• Tasks and exercises:
**A.** List every abbreviation that appears in the passage on electric vehicle drivetrains.
**B.** Echo the passage on electric vehicle drivetrains word for word, beginning at "Hybrid and Plug-in" and ending after "electric auto rickshaw.".

• Given text:
Begin

Hybrid and Plug-in hybrid electric vehicles (HEVs and PHEVs) have received increasing attention from the automotive industry over the recent years. They are typically more efficient and they produce lower emissions than similar ICE-based vehicles, which significantly reduces their negative impact on the environment. In this study, design considerations of two fundamental parts of plug-in vehicles, traction motor and battery charger circuit, have been investigated toward the drivetrain applications in a solar assisted plug-in electric auto rickshaw.
Switched reluctance motors (SRM) have been seen as potential candidates for propulsion systems over the last few years. They are robust, capable of performance in harsh operating conditions and have a wide speed range. Conventional SRM configurations have a higher number of stator poles than rotor poles. This PhD. dissertation presents the advantages of a novel SRM configuration with the number of rotor poles greater than number of stator poles and investigates the challenges in its design. Practical design considerations have been proposed and by using them a 3 phase 5 hp 6/10 SRM is designed, constructed and tested.

End

• Given records:
Begin

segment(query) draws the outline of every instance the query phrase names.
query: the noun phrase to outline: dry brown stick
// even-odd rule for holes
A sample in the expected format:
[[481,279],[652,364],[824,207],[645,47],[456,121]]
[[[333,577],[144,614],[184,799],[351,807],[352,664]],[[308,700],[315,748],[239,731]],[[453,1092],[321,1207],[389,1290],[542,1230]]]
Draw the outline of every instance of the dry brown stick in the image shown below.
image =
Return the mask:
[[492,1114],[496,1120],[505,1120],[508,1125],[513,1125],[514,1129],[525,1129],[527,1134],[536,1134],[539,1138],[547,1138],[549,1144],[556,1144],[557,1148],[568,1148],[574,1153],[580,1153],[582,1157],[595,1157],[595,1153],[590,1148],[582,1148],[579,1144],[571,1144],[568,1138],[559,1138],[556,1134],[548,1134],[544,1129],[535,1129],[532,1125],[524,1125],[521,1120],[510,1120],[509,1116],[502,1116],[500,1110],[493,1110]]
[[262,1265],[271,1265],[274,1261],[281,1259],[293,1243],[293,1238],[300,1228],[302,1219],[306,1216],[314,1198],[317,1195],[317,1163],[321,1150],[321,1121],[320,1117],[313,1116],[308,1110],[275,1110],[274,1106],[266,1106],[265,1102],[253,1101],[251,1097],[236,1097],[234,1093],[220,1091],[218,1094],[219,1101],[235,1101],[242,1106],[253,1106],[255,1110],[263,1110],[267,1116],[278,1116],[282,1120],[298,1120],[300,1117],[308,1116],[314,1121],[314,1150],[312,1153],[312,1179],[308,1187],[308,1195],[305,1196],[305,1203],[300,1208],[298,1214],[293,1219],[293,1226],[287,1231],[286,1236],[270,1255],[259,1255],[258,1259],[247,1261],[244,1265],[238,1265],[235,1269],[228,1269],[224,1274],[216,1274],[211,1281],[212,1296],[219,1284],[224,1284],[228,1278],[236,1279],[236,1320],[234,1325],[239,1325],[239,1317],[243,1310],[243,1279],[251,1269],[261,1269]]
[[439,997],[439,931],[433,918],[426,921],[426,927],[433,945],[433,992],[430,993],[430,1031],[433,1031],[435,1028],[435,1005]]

End

• The results:
**A.** HEVs, PHEVs, ICE, SRM, PhD., hp

**B.**
Hybrid and Plug-in hybrid electric vehicles (HEVs and PHEVs) have received increasing attention from the automotive industry over the recent years. They are typically more efficient and they produce lower emissions than similar ICE-based vehicles, which significantly reduces their negative impact on the environment. In this study, design considerations of two fundamental parts of plug-in vehicles, traction motor and battery charger circuit, have been investigated toward the drivetrain applications in a solar assisted plug-in electric auto rickshaw.